TASK 1:
From the Gavin MacLeod biography, extract verbatim the passage that begins at the words "MacLeod also achieved" and stops after the words "in fine arts.".
TASK 2:
Using the Gavin MacLeod biography, answer these questions:
(a) In what year did MacLeod graduate from Ithaca College?
(b) Alongside whom did he co-star on McHale's Navy?
(c) From whom did he take the name "MacLeod"?

PROVIDED TEXT:
Gavin MacLeod ( ; born Allan George See; February 28, 1931 – May 29, 2021) was an American actor best known for his roles as news writer Murray Slaughter on The Mary Tyler Moore Show and ship's captain Merrill Stubing on ABC's The Love Boat.  After growing up Catholic, MacLeod became an evangelical Christian in 1984. His career, which spanned six decades, included work as a Christian television host, author, and guest on several talk, variety, and religious programs.

MacLeod's career began in films in 1957. In 1965, he starred in The Sword of Ali Baba. He went on to appear in A Man Called Gannon (1968), in The Thousand Plane Raid (1969), and in Kelly's Heroes (1970).

MacLeod also achieved continuing television success co-starring alongside Ernest Borgnine on McHale's Navy (1962–1964) as Joseph "Happy" Haines.

Early life
Born Allan George See in Mount Kisco, New York, he was the elder of two children. His mother, Margaret (née Shea) See (1906–2004), a middle school dropout, worked for Reader's Digest. His father, George See (1906–1945), an electrician, was part Chippewa (Ojibwe). His brother Ronald was three years his junior. He grew up in Pleasantville, New York, and studied acting at Ithaca College, from which he graduated in 1952 with a bachelor's degree in fine arts.

After serving in the United States Air Force, he moved to New York City and worked at Radio City Music Hall while looking for acting work. At about this time he changed his name, drawing "Gavin" from a physically disabled victim in a television drama, and "MacLeod" from his Ithaca drama coach, Beatrice MacLeod. MacLeod said in a 2013 interview with Parade about his stage name, he "felt as if my name was getting in the way of my success." Allan, he wrote, "just wasn't strong enough," and See was "too confusing."

DATASET ROWS:
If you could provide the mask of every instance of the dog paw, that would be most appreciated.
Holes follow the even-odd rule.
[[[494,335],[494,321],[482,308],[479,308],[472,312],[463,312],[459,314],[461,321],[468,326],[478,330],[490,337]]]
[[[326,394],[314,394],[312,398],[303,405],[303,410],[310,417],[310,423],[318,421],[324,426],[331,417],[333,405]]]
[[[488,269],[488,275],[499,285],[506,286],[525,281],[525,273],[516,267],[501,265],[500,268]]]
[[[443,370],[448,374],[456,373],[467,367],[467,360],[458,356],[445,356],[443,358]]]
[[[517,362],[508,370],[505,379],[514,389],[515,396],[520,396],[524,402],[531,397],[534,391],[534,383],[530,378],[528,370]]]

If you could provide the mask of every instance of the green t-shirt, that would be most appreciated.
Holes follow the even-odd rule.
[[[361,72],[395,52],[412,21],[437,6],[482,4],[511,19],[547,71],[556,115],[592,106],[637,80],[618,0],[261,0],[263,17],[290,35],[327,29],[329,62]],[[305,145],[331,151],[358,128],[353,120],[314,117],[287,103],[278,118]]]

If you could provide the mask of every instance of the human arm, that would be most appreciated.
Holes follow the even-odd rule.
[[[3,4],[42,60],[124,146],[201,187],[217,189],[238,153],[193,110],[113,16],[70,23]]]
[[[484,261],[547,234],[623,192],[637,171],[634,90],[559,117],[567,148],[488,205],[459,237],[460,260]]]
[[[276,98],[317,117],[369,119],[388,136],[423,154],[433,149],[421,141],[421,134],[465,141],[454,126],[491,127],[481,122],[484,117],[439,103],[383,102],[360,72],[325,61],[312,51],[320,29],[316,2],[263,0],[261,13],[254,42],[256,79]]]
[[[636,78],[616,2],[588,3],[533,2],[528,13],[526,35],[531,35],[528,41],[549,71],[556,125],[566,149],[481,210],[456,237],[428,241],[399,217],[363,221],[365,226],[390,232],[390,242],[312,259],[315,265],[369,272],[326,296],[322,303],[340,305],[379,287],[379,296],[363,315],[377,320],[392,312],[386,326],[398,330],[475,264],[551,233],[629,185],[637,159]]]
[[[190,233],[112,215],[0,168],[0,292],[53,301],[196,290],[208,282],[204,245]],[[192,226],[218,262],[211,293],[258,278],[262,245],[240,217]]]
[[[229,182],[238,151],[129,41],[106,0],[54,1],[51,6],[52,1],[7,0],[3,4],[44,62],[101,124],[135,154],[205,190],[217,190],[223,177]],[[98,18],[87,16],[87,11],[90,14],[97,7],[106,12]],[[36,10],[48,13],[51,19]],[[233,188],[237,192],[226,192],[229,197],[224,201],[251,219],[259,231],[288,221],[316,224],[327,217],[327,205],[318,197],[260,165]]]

EXPECTED OUTPUT 1:
MacLeod also achieved continuing television success co-starring alongside Ernest Borgnine on McHale's Navy (1962–1964) as Joseph "Happy" Haines.

Early life
Born Allan George See in Mount Kisco, New York, he was the elder of two children. His mother, Margaret (née Shea) See (1906–2004), a middle school dropout, worked for Reader's Digest. His father, George See (1906–1945), an electrician, was part Chippewa (Ojibwe). His brother Ronald was three years his junior. He grew up in Pleasantville, New York, and studied acting at Ithaca College, from which he graduated in 1952 with a bachelor's degree in fine arts.

EXPECTED OUTPUT 2:
(a) 1952
(b) Ernest Borgnine
(c) His Ithaca drama coach, Beatrice MacLeod